» Exercises to complete
A) Rewrite the "Repeat until:" paragraph of the CI/CD katas page as a short bulleted list of its three conditions.
B) Write what comes next on the CI/CD katas page, continuing the Kata 2 plan after its first item.

» Excerpt
===
Skip to main content

CI/CD Katas

Focused, repeatable drills. Complete each kata end-to-end. Then do it again from scratch until the shape is automatic.

Kata 1: GitHub Actions Workflow with OIDC Deploy to Staging

Time limit: 20 minutes (after first time)
Goal: build fluency authoring a workflow that builds, tests, and deploys to staging using OIDC -- no static cloud keys.
Setup: a sample repo with a simple service (any language) and an AWS or GCP target account you can configure an OIDC trust policy on.

Implementation checklist:

  1. One workflow file .github/workflows/deploy-staging.yml.
  2. Triggers: push to main and workflow_dispatch.
  3. permissions: block -- id-token: write for OIDC, contents: read.
  4. Jobs:
    • test -- lint and unit tests.
    • build -- build and push a container image tagged by commit SHA to GHCR.
    • deploy-staging -- needs: build; uses aws-actions/configure-aws-credentials with role-to-assume; deploys the image.
  5. The AWS IAM role's trust policy restricts assumption by repo:<owner>/<repo>:ref:refs/heads/main.
  6. No AWS_ACCESS_KEY_ID anywhere in the workflow or repo secrets.
  7. Smoke test after deploy -- curl the staging health endpoint, fail the job on non-200.

Repeat until: you can author this workflow from memory in under 20 minutes, it validates on first push, and the deploy succeeds with a freshly created OIDC trust policy.

Kata 2: Design a Canary Rollout for One Service

Time limit: 30 minutes
Goal: fluency with rollout design and rollback criteria.
Setup: pick a single service (real or one from workshop 02).

Produce a one-page plan containing:

  1. Strategy: canary. State why (not rolling, not blue-green) for this service.
===
» Given information
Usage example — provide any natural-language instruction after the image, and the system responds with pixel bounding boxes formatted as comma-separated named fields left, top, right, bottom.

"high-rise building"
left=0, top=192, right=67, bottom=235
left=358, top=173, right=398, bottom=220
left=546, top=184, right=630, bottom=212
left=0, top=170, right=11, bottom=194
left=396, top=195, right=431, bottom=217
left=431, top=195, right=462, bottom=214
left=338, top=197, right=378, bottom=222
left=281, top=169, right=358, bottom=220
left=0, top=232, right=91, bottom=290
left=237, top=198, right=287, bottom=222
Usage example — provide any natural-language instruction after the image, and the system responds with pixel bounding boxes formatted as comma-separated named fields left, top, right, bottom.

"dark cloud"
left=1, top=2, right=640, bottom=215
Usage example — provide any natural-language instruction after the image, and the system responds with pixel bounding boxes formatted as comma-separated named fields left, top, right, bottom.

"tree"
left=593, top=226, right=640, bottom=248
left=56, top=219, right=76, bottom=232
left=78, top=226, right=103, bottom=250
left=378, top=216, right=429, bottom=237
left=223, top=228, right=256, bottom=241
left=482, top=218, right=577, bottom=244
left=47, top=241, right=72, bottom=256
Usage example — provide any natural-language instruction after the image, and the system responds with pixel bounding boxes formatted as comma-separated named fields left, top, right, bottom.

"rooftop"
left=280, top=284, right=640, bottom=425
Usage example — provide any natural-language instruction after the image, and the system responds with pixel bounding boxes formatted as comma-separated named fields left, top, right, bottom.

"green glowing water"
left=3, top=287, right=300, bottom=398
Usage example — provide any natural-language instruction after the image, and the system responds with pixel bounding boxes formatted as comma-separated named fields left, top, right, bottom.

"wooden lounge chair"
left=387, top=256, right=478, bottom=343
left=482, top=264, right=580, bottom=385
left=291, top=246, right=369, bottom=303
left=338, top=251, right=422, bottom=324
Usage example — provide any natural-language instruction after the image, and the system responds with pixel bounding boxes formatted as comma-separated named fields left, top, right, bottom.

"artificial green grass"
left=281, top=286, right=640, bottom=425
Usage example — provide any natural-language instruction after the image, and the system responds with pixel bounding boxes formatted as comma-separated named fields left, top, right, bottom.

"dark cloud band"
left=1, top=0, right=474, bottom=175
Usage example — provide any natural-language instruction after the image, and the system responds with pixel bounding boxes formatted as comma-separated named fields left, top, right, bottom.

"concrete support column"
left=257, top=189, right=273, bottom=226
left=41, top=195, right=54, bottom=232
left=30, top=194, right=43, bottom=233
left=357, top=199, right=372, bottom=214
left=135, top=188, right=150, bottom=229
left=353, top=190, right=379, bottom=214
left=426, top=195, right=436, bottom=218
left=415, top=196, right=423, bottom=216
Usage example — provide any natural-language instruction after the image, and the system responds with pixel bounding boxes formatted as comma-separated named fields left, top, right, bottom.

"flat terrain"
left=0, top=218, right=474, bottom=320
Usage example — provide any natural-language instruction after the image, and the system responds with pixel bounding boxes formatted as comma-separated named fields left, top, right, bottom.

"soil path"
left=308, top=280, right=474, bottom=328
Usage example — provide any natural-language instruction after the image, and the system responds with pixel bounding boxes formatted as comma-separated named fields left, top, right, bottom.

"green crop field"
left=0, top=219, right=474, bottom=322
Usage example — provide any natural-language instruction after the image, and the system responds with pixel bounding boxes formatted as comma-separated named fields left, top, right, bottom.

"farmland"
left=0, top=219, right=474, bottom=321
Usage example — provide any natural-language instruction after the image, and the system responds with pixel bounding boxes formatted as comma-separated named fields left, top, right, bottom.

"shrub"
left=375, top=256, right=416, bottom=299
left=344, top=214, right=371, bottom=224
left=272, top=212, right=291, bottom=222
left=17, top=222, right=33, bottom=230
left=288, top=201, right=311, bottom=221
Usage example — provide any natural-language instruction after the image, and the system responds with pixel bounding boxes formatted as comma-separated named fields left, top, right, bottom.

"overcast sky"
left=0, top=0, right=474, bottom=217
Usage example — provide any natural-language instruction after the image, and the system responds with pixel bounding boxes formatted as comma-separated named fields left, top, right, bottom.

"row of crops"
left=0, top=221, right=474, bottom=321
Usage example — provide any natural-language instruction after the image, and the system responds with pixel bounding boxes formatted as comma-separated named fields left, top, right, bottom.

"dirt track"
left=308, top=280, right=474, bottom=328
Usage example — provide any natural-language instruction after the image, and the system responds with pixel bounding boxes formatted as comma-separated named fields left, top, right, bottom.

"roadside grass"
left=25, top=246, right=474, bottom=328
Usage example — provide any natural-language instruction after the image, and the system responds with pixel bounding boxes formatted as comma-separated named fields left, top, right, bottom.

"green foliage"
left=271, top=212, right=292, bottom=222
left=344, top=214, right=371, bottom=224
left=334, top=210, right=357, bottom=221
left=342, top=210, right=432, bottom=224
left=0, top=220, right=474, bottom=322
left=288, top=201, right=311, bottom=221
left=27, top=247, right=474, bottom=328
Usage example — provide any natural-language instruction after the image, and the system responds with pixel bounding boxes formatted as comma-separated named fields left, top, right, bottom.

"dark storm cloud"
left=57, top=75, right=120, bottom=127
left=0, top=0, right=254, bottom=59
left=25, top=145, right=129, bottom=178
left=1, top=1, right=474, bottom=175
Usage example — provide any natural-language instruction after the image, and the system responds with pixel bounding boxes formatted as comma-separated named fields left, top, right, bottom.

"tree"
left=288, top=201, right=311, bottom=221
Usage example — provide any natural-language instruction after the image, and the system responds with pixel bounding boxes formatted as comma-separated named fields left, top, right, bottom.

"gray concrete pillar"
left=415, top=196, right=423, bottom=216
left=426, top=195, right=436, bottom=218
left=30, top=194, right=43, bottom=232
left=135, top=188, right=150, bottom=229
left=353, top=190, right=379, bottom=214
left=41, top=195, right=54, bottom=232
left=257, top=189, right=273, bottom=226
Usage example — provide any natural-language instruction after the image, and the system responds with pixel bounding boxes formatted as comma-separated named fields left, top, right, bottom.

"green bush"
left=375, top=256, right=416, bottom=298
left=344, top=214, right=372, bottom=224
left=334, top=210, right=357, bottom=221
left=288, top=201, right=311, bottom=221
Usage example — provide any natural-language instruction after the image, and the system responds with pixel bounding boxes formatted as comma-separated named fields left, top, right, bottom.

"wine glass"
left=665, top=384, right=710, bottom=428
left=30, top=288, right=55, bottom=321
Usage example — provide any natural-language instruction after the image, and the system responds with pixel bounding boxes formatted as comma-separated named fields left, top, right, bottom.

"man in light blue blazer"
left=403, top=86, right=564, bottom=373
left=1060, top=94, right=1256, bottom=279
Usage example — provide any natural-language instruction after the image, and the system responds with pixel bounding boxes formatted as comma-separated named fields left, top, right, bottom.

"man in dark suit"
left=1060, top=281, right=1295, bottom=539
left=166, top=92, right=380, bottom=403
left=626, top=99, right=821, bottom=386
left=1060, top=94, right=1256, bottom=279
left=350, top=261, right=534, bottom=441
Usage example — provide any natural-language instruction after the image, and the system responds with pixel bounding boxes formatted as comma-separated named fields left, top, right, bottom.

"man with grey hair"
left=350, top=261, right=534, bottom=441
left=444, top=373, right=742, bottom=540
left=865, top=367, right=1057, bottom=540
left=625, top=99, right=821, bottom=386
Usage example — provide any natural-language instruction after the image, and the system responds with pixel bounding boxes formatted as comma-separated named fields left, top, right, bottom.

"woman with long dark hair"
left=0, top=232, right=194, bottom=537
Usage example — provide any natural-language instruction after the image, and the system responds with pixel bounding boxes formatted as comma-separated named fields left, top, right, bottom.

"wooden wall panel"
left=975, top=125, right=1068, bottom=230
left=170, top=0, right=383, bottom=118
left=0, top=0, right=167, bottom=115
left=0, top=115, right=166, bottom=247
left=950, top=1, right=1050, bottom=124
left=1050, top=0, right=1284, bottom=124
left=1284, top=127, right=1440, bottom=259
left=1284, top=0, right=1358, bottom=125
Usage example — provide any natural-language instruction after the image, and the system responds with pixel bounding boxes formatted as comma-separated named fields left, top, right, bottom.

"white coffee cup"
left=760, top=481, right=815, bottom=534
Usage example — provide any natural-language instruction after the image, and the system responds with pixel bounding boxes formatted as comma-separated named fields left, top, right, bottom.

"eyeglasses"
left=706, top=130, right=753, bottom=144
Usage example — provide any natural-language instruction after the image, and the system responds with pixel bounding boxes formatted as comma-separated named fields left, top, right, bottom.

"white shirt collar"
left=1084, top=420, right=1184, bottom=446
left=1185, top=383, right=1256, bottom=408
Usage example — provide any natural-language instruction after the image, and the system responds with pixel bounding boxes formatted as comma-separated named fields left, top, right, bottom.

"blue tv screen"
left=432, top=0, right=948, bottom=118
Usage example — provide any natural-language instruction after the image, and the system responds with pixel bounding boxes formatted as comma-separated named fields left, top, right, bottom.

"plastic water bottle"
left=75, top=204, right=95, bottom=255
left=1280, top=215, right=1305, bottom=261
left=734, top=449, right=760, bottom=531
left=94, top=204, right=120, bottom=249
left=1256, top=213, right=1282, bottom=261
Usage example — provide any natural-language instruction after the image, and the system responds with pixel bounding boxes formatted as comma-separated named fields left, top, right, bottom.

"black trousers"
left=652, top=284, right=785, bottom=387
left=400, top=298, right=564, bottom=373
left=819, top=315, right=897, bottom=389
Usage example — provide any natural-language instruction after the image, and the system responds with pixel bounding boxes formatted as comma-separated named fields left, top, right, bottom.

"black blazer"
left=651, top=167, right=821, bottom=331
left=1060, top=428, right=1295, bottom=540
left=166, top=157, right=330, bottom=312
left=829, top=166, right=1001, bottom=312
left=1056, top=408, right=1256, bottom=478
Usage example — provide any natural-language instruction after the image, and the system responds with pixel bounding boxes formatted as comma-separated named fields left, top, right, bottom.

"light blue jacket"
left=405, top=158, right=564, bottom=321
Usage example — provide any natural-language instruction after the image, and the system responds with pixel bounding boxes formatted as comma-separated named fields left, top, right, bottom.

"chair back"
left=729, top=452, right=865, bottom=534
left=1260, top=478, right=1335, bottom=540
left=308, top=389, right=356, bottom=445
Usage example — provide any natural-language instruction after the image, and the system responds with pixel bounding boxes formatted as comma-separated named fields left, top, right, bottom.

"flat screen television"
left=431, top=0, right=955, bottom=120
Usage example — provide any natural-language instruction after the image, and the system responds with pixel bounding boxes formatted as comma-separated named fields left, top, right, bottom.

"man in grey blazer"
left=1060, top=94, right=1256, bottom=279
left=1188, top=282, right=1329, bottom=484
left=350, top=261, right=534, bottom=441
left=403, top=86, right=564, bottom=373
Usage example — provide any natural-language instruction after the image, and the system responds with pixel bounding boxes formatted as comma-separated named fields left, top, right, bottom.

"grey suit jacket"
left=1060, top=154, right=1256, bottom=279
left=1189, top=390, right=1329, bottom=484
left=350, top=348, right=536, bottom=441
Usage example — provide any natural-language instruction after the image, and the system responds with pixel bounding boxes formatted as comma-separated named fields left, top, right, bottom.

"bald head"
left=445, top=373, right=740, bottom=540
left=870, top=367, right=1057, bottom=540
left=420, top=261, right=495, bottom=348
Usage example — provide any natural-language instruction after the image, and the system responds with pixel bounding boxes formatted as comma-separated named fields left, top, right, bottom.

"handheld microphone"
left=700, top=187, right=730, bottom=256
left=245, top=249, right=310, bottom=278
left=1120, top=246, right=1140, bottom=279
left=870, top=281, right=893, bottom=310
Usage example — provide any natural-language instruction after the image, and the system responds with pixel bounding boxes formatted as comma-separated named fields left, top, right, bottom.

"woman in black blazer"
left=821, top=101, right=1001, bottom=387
===
» Outputs in order
A)
Repeat Kata 1 until:
- you can write the workflow from memory in under 20 minutes
- it validates on the first push
- the deploy succeeds with a freshly created OIDC trust policy

B)
  2. Traffic progression: exact weights and wait times (e.g., 5% -> 10m -> 25% -> 15m -> 50% -> 30m -> 100%).
  3. Success metrics: concrete queries, not vibes. At least: success rate, p95 latency. If relevant: business metric (conversion, queue depth).
  4. Rollback trigger: threshold + duration for each success metric.
  5. Rollback action: exact command or tool invocation; tested.
  6. Rollback owner: named role (e.g., on-call), no approval chain.
  7. Rollback deadline: end-to-end seconds to minutes.
  8. Observability: the deploy marker, the canary dashboard link, the alert route.

Deliverable: a Markdown doc + a working Argo Rollouts or Flagger spec (YAML) that implements it.

Repeat until: you can author both the doc and the spec in under 30 minutes for a new service description, and a teammate can critique it with fewer than 3 findings.

Kata 3: Expand/Contract Migration Paired with Backward-Compatible Code

Time limit: 45 minutes
Goal: operational fluency with DB schema changes that do not require downtime.
Setup: pick any non-trivial column change. Recommended: split a full_name column into first_name + last_name.

Produce four separately shippable PRs:

  1. PR 1 -- Expand. Migration that ADD COLUMN first_name, ADD COLUMN last_name. Code: dual-write on save, continue reading full_name.
  2. PR 2 -- Backfill. Migration to populate first_name / last_name for existing rows. Code unchanged.
  3. PR 3 -- Switch reads. Code change: read first_name / last_name, fall back to parsing full_name if null. No schema change.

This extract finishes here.